__SELECTED PASSAGE__.
==============================

AL SALAAM CAMP, North Darfur - The little hospital built from plastic sheeting and wooden poles is not much
to look at. Yet it serves 20,000 of Darfur’s suffering people, offering
life-saving medical care to families who fled their homes with nothing.
Yesterday it was closed. Its patients were sent home and doctors and nurses
told not to turn up for work. The Sudanese Government, having bombed more
than two million people into the camps, is expelling aid workers in
retaliation against a world that wants to arrest its President.

==============================

__DATA PROVIDED__.
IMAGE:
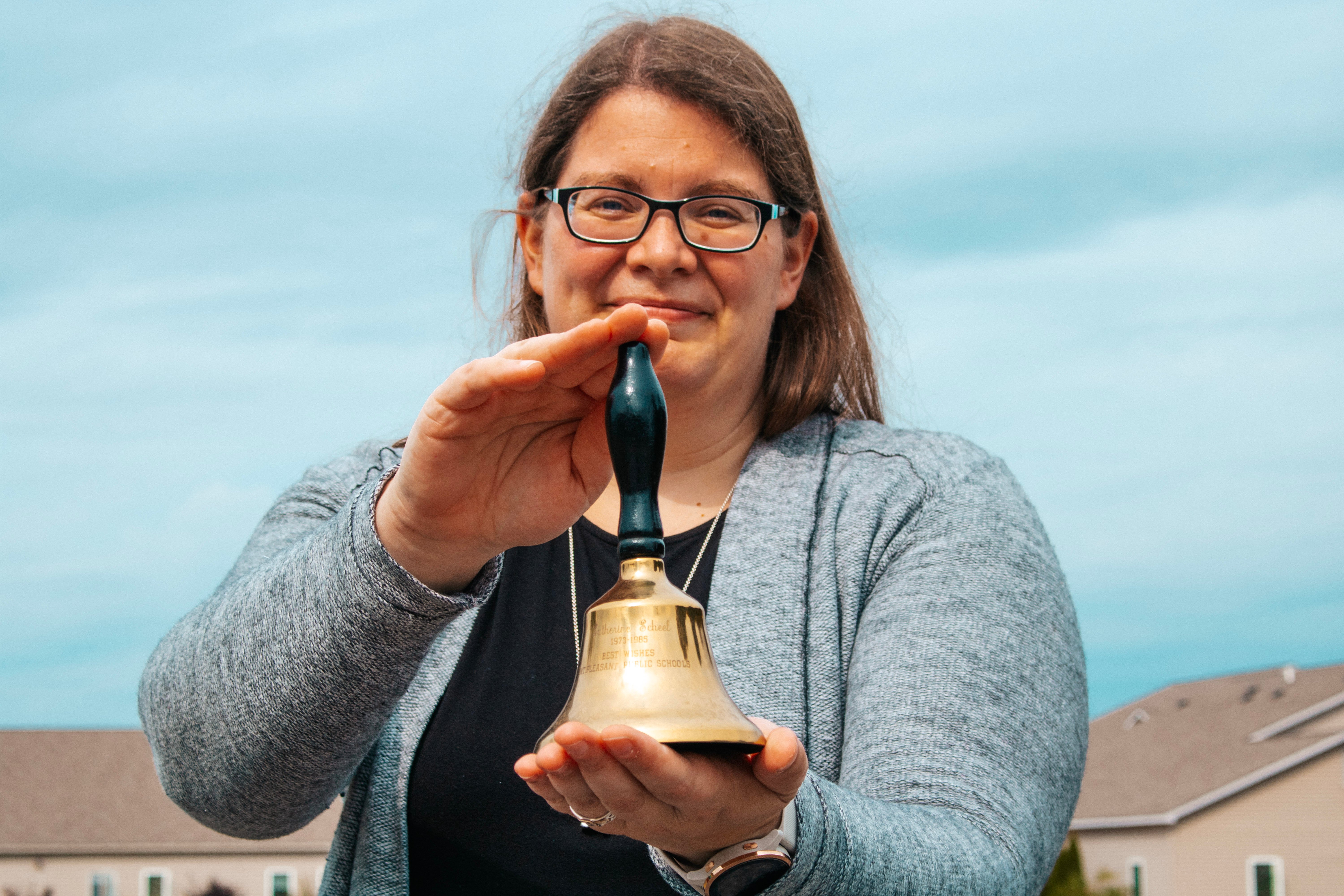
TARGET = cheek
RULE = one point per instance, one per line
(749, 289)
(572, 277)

==============================

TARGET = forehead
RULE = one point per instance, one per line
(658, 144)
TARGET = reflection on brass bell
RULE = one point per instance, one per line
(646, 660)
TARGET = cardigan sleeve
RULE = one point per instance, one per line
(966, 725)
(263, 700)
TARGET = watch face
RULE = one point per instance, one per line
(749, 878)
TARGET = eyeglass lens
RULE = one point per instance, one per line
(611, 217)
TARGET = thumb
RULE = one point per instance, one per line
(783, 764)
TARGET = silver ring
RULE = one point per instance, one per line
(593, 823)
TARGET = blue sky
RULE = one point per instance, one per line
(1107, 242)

==============================

__TASKS TO PERFORM__.
1. Answer these about the Darfur article, please:
(a) What is the hospital built from?
(b) How many people does the hospital serve?
(c) Whom is the Sudanese Government expelling?
2. Copy the Darfur article starting at the words "AL SALAAM CAMP, North" and ending after "arrest its President.", and rename "aid workers" to "relief staff".
3. Go on with the Darfur article from its last sentence.

__ANSWERS TO THE PROBLEMS__.
1.
(a) Plastic sheeting and wooden poles.
(b) 20,000.
(c) Aid workers.

2.
AL SALAAM CAMP, North Darfur - The little hospital built from plastic sheeting and wooden poles is not much
to look at. Yet it serves 20,000 of Darfur’s suffering people, offering
life-saving medical care to families who fled their homes with nothing.
Yesterday it was closed. Its patients were sent home and doctors and nurses
told not to turn up for work. The Sudanese Government, having bombed more
than two million people into the camps, is expelling relief staff in
retaliation against a world that wants to arrest its President.

3.
Aid officials warn that a humanitarian emergency is in danger of becoming a
disaster. The move has put the supply of food to 1.1 million people in
doubt, as the UN’s World Food Programme scrambles to find lorries to deliver
sacks of grain. It had been using four of the expelled charities to get food
to people in need. Outside the hospital – run by the International Rescue
Committee until it was ordered out – a mother brushed flies from the face of
her daughter. “My baby is sick,” Fatima Abdulrahmen said. “She has a fever
and I brought her here and now I don’t know what to do. Who will help me
The people who should be helping – the staff of 13 international charities
including Oxfam, Médicins sans Frontières and Care – were boarding flights
to the capital, Khartoum.
Government officials began making telephone calls on Wednesday, seconds after
the International Criminal Court (ICC) announced that it had issued a
warrant for the arrest of President al-Bashir. They told aid agencies that
their licences to operate were being revoked for passing information to ICC
Mr al-Bashir is wanted on two charges of war crimes and five of crimes against
humanity in Darfur. The United Nations has estimated that 300,000 people
have died in six years of fighting, many at the hands of the Janjawid – Arab
militias armed by the Government and deployed as a counter-insurgence force.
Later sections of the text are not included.